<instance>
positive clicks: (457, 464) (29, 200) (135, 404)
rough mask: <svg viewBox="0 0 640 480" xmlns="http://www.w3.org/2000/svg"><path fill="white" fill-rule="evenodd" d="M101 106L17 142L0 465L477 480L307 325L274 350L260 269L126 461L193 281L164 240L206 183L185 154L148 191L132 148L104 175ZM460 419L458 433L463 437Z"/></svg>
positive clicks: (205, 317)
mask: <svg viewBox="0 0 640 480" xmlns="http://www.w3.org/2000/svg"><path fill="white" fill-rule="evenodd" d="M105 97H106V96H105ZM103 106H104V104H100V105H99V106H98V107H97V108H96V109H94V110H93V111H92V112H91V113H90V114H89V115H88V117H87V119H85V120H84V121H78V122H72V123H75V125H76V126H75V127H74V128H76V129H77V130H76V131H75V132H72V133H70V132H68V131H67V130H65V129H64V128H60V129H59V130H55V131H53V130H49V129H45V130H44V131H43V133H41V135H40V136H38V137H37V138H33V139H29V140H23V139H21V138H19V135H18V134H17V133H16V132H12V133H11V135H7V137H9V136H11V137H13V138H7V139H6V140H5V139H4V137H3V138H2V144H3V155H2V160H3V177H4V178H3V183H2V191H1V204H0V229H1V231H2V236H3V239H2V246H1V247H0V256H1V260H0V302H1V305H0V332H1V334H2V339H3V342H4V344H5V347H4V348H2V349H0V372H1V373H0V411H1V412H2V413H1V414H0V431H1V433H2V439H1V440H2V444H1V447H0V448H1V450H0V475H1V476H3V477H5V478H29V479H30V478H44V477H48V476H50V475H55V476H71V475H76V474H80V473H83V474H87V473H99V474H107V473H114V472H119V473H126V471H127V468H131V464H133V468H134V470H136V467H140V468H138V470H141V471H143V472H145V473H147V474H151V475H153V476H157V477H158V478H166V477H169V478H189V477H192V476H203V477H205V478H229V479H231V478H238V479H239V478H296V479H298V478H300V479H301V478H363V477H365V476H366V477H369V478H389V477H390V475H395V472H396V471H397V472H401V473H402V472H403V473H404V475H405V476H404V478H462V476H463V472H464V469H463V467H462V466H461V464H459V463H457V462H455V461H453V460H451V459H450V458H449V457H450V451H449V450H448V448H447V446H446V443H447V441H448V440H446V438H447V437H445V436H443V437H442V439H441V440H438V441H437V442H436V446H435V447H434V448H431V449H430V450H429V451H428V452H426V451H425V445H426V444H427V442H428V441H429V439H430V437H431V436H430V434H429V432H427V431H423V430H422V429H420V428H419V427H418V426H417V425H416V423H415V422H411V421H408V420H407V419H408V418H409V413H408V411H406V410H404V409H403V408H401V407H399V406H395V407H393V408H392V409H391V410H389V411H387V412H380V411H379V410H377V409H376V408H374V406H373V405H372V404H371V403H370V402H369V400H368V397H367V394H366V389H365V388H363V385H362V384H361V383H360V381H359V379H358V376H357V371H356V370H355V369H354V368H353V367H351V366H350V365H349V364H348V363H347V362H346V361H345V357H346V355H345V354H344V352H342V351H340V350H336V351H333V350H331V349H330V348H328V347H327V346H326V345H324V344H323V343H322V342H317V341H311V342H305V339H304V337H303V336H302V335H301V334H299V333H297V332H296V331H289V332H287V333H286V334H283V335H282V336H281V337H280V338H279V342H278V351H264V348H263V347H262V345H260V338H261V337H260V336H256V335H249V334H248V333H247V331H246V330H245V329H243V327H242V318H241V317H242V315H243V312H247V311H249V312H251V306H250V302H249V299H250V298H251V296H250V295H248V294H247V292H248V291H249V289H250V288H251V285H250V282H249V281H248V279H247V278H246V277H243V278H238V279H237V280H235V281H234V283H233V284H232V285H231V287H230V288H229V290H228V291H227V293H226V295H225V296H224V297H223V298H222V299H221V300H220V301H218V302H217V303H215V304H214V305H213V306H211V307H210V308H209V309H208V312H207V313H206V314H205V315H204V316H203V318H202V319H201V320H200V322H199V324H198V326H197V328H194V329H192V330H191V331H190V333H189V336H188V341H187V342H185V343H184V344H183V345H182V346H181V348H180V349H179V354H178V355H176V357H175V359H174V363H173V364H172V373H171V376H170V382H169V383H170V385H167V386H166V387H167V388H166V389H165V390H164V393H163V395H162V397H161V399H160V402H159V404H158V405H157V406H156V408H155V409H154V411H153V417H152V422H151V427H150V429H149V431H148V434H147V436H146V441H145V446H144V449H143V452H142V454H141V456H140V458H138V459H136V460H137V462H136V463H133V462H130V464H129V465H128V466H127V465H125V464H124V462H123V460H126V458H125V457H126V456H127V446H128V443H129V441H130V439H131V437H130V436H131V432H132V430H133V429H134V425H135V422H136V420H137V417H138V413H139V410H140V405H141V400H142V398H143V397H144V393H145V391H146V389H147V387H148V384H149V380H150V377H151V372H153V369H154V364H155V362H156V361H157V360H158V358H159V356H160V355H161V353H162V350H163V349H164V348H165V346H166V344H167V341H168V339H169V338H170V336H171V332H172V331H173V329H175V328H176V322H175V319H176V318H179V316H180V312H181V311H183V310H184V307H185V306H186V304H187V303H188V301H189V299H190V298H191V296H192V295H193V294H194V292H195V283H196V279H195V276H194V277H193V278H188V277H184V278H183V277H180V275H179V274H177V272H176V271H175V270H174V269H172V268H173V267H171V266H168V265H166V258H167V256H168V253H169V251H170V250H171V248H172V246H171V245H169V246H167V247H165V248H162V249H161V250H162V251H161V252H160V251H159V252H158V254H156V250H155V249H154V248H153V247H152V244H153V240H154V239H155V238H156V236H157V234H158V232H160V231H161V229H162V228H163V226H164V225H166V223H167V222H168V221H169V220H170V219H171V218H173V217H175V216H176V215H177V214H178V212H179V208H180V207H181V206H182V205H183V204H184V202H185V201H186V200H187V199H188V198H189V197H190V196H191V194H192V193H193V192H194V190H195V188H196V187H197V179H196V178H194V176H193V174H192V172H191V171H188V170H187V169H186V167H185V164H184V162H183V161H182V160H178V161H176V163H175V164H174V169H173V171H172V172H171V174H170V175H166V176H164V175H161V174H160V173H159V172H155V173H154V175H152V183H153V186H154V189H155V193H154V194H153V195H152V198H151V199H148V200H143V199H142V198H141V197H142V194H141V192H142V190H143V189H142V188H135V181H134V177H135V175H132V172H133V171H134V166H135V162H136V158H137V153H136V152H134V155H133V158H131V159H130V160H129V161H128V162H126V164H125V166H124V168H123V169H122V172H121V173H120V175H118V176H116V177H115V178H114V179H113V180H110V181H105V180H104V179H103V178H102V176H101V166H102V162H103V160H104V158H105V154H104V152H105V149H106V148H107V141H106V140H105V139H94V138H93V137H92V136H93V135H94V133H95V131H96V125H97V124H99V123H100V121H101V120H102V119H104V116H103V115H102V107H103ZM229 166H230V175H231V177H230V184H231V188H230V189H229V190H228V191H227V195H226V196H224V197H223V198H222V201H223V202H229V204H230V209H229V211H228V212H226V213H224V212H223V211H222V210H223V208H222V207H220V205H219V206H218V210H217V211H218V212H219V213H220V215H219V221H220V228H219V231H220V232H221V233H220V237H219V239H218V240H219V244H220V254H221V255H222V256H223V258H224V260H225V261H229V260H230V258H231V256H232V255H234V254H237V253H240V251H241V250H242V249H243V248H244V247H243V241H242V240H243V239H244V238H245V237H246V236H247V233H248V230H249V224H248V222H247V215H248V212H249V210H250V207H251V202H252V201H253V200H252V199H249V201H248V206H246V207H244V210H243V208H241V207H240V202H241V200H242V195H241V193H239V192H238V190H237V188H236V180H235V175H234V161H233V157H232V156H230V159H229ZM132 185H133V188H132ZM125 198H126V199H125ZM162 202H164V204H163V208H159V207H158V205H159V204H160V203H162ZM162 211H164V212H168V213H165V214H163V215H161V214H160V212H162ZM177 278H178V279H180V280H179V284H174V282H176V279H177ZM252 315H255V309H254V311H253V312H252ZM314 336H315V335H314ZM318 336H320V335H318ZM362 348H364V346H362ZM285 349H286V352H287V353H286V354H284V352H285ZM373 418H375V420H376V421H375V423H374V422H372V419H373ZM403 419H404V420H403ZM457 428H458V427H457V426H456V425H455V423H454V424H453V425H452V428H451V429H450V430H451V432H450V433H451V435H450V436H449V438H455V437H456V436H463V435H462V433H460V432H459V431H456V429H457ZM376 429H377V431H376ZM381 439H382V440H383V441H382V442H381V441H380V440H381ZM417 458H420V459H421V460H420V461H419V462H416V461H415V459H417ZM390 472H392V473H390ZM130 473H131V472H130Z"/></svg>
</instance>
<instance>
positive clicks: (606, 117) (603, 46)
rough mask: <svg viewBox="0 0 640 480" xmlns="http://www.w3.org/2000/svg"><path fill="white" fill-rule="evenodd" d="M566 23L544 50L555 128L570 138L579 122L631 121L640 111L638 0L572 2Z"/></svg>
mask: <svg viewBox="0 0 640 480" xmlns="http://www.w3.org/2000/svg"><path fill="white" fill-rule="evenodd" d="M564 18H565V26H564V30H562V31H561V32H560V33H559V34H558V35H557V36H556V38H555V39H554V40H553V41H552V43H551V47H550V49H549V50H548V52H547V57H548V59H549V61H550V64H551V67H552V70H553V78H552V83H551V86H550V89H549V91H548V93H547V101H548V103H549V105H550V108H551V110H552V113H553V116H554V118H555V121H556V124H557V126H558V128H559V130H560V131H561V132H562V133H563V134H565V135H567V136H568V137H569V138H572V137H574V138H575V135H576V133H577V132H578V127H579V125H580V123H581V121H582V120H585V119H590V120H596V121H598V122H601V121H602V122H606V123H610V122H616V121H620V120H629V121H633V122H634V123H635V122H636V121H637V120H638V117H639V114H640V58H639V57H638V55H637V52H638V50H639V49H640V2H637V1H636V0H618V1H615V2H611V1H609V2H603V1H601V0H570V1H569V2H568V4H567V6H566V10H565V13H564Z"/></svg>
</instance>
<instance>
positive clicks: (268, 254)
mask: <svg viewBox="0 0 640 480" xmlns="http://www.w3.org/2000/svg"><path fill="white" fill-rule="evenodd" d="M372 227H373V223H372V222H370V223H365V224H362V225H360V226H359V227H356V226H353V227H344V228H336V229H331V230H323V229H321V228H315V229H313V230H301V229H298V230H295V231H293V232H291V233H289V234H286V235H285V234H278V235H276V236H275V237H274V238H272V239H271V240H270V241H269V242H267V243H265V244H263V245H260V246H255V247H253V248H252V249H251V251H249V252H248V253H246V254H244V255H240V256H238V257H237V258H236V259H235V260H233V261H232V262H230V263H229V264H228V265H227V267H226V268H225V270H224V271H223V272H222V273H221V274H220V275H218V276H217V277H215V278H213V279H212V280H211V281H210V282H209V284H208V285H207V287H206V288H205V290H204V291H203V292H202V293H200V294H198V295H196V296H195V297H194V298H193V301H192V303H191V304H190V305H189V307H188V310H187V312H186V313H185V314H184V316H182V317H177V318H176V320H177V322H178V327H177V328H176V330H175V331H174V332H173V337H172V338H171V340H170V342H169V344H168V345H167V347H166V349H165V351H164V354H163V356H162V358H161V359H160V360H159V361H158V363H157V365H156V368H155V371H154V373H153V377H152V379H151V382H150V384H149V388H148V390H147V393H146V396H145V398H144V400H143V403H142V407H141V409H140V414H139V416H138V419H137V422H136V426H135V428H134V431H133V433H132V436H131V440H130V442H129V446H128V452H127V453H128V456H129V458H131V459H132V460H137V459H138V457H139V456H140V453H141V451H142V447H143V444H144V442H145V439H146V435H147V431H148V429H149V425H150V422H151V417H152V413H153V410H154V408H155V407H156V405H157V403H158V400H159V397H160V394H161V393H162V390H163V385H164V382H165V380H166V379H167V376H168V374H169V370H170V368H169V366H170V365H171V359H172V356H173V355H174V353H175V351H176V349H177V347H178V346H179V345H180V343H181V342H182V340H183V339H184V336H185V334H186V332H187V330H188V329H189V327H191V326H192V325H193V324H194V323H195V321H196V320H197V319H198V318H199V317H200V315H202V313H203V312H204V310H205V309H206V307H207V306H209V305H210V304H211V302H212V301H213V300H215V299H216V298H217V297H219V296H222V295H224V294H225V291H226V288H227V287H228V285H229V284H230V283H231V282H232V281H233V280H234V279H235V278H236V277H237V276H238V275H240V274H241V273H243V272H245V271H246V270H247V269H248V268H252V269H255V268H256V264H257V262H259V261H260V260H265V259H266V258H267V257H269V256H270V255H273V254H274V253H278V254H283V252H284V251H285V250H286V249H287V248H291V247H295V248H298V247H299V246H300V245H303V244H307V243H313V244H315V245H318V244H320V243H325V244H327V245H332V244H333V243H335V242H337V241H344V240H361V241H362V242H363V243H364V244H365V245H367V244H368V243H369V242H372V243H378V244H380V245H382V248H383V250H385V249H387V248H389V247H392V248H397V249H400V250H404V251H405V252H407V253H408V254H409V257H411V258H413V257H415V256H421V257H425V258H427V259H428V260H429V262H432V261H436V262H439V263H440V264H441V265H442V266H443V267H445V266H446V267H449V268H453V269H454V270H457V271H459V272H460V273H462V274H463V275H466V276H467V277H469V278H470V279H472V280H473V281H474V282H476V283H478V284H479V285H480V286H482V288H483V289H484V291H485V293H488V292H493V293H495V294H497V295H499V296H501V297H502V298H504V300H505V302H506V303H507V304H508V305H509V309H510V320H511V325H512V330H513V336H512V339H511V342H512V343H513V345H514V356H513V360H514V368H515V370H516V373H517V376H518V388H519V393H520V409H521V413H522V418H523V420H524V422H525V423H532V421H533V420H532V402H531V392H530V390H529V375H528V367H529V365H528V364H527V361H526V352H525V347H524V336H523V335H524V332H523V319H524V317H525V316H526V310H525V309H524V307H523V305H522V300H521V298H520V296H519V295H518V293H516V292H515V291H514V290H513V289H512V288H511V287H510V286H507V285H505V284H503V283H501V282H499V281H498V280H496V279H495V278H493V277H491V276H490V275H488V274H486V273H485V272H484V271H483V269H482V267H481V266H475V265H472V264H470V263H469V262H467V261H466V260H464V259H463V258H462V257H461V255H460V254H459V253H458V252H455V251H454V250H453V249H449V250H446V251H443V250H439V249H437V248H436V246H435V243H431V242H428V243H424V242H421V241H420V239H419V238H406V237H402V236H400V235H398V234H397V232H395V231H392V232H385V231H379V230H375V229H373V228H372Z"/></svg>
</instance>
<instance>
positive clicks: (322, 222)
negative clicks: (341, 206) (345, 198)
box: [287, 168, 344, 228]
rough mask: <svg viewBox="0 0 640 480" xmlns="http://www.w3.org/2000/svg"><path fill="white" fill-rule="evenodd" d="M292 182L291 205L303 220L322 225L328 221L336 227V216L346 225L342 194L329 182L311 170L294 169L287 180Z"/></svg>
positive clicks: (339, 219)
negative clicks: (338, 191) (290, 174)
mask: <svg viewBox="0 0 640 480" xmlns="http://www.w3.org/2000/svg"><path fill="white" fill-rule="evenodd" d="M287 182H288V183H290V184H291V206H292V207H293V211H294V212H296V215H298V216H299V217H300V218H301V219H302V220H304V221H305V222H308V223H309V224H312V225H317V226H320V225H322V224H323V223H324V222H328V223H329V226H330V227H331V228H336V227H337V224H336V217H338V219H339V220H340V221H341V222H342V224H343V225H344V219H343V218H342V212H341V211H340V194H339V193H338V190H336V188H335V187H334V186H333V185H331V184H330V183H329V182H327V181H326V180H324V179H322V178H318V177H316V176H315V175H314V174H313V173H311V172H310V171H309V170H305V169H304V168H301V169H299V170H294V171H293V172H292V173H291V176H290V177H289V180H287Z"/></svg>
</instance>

########################################

• YOUR OBJECTIVE: Only output the lines from the one with "182L291 205L303 220L322" through the end of the entries above, exactly as they are.

• ANSWER TO THIS PROBLEM:
rough mask: <svg viewBox="0 0 640 480" xmlns="http://www.w3.org/2000/svg"><path fill="white" fill-rule="evenodd" d="M292 182L291 205L303 220L322 225L328 221L336 227V216L346 225L342 194L329 182L311 170L294 169L287 180Z"/></svg>
positive clicks: (339, 219)
negative clicks: (338, 191) (290, 174)
mask: <svg viewBox="0 0 640 480" xmlns="http://www.w3.org/2000/svg"><path fill="white" fill-rule="evenodd" d="M287 182H288V183H290V184H291V206H292V207H293V211H294V212H296V215H298V216H299V217H300V218H301V219H302V220H304V221H305V222H308V223H309V224H312V225H317V226H320V225H322V224H323V223H324V222H328V223H329V226H330V227H331V228H336V227H337V224H336V217H338V219H339V220H340V221H341V222H342V224H343V225H344V219H343V218H342V212H341V211H340V194H339V193H338V190H336V188H335V187H334V186H333V185H331V184H330V183H329V182H327V181H326V180H324V179H322V178H318V177H316V176H315V175H314V174H313V173H311V172H310V171H309V170H305V169H304V168H301V169H299V170H294V171H293V172H292V173H291V176H290V177H289V180H287Z"/></svg>
</instance>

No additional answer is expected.